-- RECORDS follows --

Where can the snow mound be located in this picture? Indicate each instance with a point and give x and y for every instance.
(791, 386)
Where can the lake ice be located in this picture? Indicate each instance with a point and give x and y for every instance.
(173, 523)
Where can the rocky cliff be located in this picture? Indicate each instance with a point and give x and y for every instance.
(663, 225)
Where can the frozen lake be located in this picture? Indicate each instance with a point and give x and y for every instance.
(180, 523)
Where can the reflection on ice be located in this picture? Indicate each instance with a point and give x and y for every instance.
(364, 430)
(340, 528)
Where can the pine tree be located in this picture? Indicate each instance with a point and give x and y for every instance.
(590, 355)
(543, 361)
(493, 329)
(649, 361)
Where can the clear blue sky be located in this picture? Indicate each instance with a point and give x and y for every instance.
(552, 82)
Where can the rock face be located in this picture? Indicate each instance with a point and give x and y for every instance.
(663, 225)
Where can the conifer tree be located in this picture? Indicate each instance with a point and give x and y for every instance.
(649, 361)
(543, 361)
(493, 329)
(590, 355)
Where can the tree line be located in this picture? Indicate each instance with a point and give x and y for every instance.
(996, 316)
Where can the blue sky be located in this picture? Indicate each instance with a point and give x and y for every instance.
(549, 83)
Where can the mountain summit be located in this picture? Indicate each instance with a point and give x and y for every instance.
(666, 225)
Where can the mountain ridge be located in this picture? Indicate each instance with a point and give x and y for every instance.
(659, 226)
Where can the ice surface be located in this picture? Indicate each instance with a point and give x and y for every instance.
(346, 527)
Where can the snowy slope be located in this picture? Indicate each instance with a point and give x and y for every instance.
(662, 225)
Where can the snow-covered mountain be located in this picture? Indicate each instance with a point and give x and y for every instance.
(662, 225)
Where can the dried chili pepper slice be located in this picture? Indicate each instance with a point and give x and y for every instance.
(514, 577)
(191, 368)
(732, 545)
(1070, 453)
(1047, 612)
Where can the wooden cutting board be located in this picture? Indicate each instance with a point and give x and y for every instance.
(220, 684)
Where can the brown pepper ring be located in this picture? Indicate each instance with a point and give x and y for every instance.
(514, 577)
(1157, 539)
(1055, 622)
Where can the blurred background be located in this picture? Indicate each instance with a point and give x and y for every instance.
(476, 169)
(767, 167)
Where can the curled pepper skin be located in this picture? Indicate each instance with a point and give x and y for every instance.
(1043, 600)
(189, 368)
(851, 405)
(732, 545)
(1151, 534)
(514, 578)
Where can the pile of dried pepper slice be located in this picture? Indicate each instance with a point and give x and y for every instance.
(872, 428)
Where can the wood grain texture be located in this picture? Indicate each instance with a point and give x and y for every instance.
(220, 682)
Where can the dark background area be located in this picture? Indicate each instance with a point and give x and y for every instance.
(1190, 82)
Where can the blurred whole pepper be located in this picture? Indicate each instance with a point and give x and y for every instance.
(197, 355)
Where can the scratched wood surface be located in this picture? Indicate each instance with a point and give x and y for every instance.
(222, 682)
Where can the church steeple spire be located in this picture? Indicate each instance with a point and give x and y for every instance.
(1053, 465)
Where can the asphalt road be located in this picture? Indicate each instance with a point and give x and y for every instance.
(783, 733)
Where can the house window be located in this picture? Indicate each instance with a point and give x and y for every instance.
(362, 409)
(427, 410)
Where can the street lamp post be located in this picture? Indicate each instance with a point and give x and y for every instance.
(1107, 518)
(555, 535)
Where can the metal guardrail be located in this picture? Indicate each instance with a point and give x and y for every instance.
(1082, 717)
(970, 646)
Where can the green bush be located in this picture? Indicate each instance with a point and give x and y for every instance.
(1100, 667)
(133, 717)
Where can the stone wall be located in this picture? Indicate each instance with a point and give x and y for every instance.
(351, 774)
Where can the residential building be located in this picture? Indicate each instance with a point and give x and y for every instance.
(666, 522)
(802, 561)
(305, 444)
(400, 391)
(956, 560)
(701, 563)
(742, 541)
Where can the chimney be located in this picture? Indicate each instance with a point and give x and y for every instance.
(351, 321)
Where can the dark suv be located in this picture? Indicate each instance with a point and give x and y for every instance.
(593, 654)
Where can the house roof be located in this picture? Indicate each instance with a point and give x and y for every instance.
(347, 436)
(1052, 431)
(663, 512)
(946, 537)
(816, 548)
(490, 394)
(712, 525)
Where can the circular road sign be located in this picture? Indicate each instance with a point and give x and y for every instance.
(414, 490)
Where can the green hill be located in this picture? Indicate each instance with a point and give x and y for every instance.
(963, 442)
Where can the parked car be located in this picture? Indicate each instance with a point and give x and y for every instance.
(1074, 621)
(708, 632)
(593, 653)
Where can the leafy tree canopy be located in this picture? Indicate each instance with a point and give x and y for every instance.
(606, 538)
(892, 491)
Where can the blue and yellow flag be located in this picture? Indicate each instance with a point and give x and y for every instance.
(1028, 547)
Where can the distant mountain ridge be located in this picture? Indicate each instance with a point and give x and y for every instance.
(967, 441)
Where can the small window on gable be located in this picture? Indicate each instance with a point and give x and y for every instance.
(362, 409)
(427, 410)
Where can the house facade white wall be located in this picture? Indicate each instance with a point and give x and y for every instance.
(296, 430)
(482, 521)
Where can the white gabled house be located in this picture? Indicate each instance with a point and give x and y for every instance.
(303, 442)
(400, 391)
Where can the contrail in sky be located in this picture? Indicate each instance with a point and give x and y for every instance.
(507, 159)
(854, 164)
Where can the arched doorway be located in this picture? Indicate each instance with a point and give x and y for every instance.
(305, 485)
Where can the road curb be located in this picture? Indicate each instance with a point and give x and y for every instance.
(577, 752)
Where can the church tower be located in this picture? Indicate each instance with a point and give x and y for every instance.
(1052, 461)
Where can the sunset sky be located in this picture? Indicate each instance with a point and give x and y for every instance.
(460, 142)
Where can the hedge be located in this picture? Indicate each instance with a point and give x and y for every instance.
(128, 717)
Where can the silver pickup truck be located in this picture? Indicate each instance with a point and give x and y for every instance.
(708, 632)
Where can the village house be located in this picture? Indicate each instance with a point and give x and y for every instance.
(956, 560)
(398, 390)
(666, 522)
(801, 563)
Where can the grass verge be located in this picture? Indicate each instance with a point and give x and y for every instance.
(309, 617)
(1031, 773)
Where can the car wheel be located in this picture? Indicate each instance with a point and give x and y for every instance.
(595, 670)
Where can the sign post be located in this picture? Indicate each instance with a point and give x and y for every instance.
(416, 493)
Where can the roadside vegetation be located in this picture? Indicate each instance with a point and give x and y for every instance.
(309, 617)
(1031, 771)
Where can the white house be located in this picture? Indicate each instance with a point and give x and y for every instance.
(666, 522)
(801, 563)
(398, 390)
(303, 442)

-- RECORDS concluded --

Please retype all of the material above, keeping it exact.

Where can the snow mound be located in this picture? Indicate each instance with a point and give x and y for every instance.
(791, 386)
Where can the lake ice be located in this picture? Indicate each instance with a point and give x and y for every instance.
(173, 523)
Where can the rocky cliff be located in this picture? Indicate each instance with a point and give x and y for every instance.
(663, 225)
Where can the frozen lake be located in this picture? Indicate each instance with a point and give x and y for every instance.
(180, 523)
Where can the reflection on ice be located in this picture? Indicate each instance with a point and give x and y for every instance.
(364, 430)
(340, 528)
Where can the pine tree be located in this picture? Indicate each instance with a point and give x and y for every instance.
(590, 355)
(543, 361)
(493, 329)
(649, 361)
Where can the clear blue sky be located in this picture? Indicate each instance with a point and give x and y for every instance.
(552, 82)
Where can the rock face be located in this picture? Indicate each instance with a point and give x and y for every instance.
(663, 225)
Where can the conifer tree be located in this picture? Indicate each instance with a point and give x and y for every instance.
(649, 361)
(543, 361)
(493, 329)
(590, 355)
Where can the tree line be located in this picture? Indicate each instance with a point and give x and y for every instance.
(996, 316)
Where can the blue sky be located in this picture? Indicate each instance with a point and give x and y for every instance.
(549, 83)
Where can the mountain summit be located in this picture? Indicate each instance with a point and give x and y for every instance.
(666, 225)
Where can the mountain ridge be located in this picture? Indicate each instance with a point and give x and y for every instance.
(659, 226)
Where can the ice surface be located in this picture? Indicate each instance with a point and give x and y for every instance.
(346, 527)
Where can the snowy slope be located in this picture? Indicate each instance with a point and give x and y for every instance.
(662, 225)
Where can the snow-covered mountain be located in this picture? Indicate each instance with a point and give x and y for every instance.
(662, 225)
Where can the dried chili pepper slice be located in this picture? Indicate each instance with a point and give x and y for every instance.
(514, 577)
(191, 368)
(732, 545)
(1070, 453)
(1047, 612)
Where can the wooden cutting board be located in this picture? Indicate each instance with a point and give x and y for every instance.
(220, 684)
Where can the brown pepper ring be located in this picture? Indicate each instance with a point and give x and y for every instance.
(514, 577)
(1157, 539)
(1055, 622)
Where can the blurred background be located in this picture? Indicate each instance with a point and give x and y for every instance.
(476, 169)
(767, 167)
Where can the curled pepper skin be located in this picture? Indicate each instance with a point and give x and y for every instance.
(1043, 600)
(189, 368)
(851, 405)
(732, 545)
(1151, 534)
(514, 578)
Where can the pile of dried pepper slice be located in this picture? Indicate each instance with a point and give x and y for every instance.
(872, 428)
Where can the wood grain texture be located in this picture? Indicate each instance with a point and give x and y for every instance.
(220, 682)
Where can the dark background area be located in this picture? Indicate each instance with a point and give x and y for every instance.
(1190, 82)
Where can the blurred whole pepper be located in this picture? Indicate each instance with a point and give x and y for every instance.
(197, 355)
Where can the scratched wood surface be located in this picture? Indicate each instance with a point and give x and y for every instance.
(222, 682)
Where can the church steeple spire be located in this picture? Indicate each instance with a point and give x and y for every instance.
(1053, 465)
Where can the asphalt road be located in this picture? Indicate each instance with a point and give x and y for every instance.
(783, 733)
Where can the house window be located in this picture? Indicate each instance with a point and give x and y for every instance.
(362, 409)
(427, 410)
Where can the street lamp post be located in this picture? Indicate each instance with a point and give x and y for every instance.
(1107, 518)
(555, 535)
Where can the metal guardrail be located in this picture? Indicate each instance with a point and give x and y for every instance.
(1082, 717)
(970, 646)
Where can the green bush be located in this picture? Indicate each instance with a point and give x and y for every instance.
(1100, 667)
(133, 717)
Where can the stone wall be located in this picture? Indicate each instance with a point and give x and y for every instance.
(351, 774)
Where can the residential building be located in this picture? Indicate each instance with a point and give x and y for every instance.
(666, 522)
(802, 561)
(305, 444)
(400, 391)
(956, 560)
(701, 563)
(742, 541)
Where can the chimney be located in this picture? Indicate each instance with a point and give x and y for every instance.
(351, 321)
Where can the dark suv be located in this picture? Indicate each instance with a point and give x and y for every instance.
(593, 654)
Where can the house roof be located in this picture? Indicate each instance with a point and give x and y for every instance.
(347, 436)
(1052, 431)
(663, 512)
(946, 537)
(816, 548)
(490, 394)
(712, 525)
Where can the circular road sign be located in this picture? Indicate each instance with a point and give x and y for every instance.
(414, 490)
Where can the green hill be located in this picture? Indicate each instance with a point and give x and y for every instance.
(963, 442)
Where can the parked car be located in this picture? Indicate each instance with a point and give x and y for every instance.
(1074, 621)
(708, 632)
(593, 653)
Where can the leafy tree canopy be located in this picture? Indicate each instance with a point and give x and y for every instance.
(606, 538)
(892, 491)
Where can the blue and yellow flag be located in this picture? Indicate each instance with a point and give x and y for every instance.
(1028, 547)
Where can the distant mountain ridge be located in this picture? Indicate each instance with a point and give x and y for every instance.
(967, 441)
Where can the small window on gable be located in this picture? Indicate each instance with a point and give x and y for every instance.
(362, 409)
(427, 410)
Where can the house facade white wall be located in this picture? Indicate each instance with a point and give x and y for every instance.
(296, 430)
(482, 521)
Where can the white gabled house be located in this picture? Indicate each instance with a point and give x and y for every instance.
(303, 442)
(400, 391)
Where can the contrail in sky be located in this picture? Indicate each instance with a point and give x and y for every instance.
(507, 159)
(854, 164)
Where can the arched doorway be located in this picture? Indicate each instance with a point and give x and y for every instance.
(305, 485)
Where can the road curb be located in this picture? Indicate each instance with a point and give x and y for every instance.
(577, 752)
Where can the church tower be located in this picture? Indicate each instance with a point and give x and y for every instance.
(1052, 461)
Where can the sunset sky be located in this picture? Indicate each instance with a point and give x and y for every instance.
(460, 142)
Where can the hedge be located in this picture? Indicate each instance with a point and give x and y for every instance.
(128, 717)
Where can the silver pickup truck be located in this picture? Indicate each instance with a point and give x and y for every instance.
(708, 632)
Where can the village house be located in this picture? Indicate each instance with a point and give x and y for every instance.
(956, 560)
(398, 390)
(666, 522)
(801, 563)
Where can the grass verge be located in this picture? Indicate each instance with a point and give x and y for every instance.
(309, 617)
(1031, 773)
Where can the car wheel be located in this picture? Indicate each instance with a point and give x and y for every instance.
(595, 670)
Where can the sign post be located in this picture? Indicate each instance with a point and give x and y for every instance.
(416, 493)
Where can the roadside vegetation be located in this picture? Indicate each instance with a point and give x and y for every instance.
(309, 617)
(1031, 771)
Where can the white house be located in this picture? Indicate each instance with a point and give x and y for every instance.
(666, 522)
(801, 563)
(398, 390)
(303, 442)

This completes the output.